Task statement -> Reproduce every one of the following items word for word, leaving the pictures out of your reproduction.

Listed records ->
## BEGIN
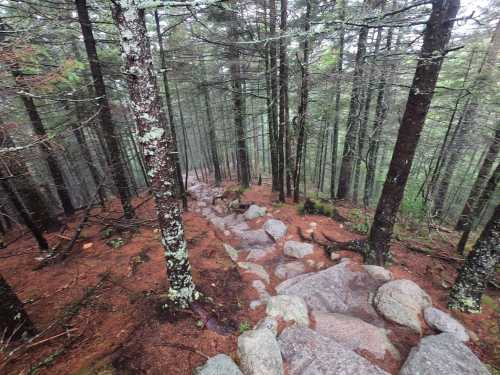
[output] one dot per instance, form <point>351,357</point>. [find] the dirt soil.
<point>100,310</point>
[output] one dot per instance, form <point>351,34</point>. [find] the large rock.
<point>298,249</point>
<point>309,353</point>
<point>442,354</point>
<point>289,308</point>
<point>231,251</point>
<point>443,322</point>
<point>402,301</point>
<point>290,269</point>
<point>255,269</point>
<point>377,272</point>
<point>338,289</point>
<point>275,228</point>
<point>254,212</point>
<point>218,365</point>
<point>251,238</point>
<point>354,333</point>
<point>259,353</point>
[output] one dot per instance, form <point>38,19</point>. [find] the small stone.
<point>269,323</point>
<point>231,251</point>
<point>259,353</point>
<point>259,286</point>
<point>275,228</point>
<point>298,249</point>
<point>254,212</point>
<point>218,365</point>
<point>255,269</point>
<point>290,269</point>
<point>443,322</point>
<point>402,301</point>
<point>442,354</point>
<point>290,308</point>
<point>378,273</point>
<point>335,256</point>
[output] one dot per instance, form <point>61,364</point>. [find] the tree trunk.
## END
Output ->
[output] one dot per instance, form <point>351,357</point>. [find] the dirt soil.
<point>100,310</point>
[output] one dot per instance, form <point>351,34</point>. [find] the large rock.
<point>298,249</point>
<point>309,353</point>
<point>442,354</point>
<point>289,308</point>
<point>231,251</point>
<point>443,322</point>
<point>402,301</point>
<point>290,269</point>
<point>255,269</point>
<point>377,272</point>
<point>338,289</point>
<point>275,228</point>
<point>254,212</point>
<point>218,365</point>
<point>251,238</point>
<point>354,333</point>
<point>259,353</point>
[output] one dot per instance, form <point>38,19</point>. [find] the small stone.
<point>269,323</point>
<point>231,251</point>
<point>259,353</point>
<point>259,286</point>
<point>275,228</point>
<point>298,249</point>
<point>254,212</point>
<point>218,365</point>
<point>255,269</point>
<point>290,269</point>
<point>443,322</point>
<point>402,301</point>
<point>442,354</point>
<point>290,308</point>
<point>378,273</point>
<point>335,256</point>
[output] one dot per instance, form <point>61,364</point>. [find] the tree trunk.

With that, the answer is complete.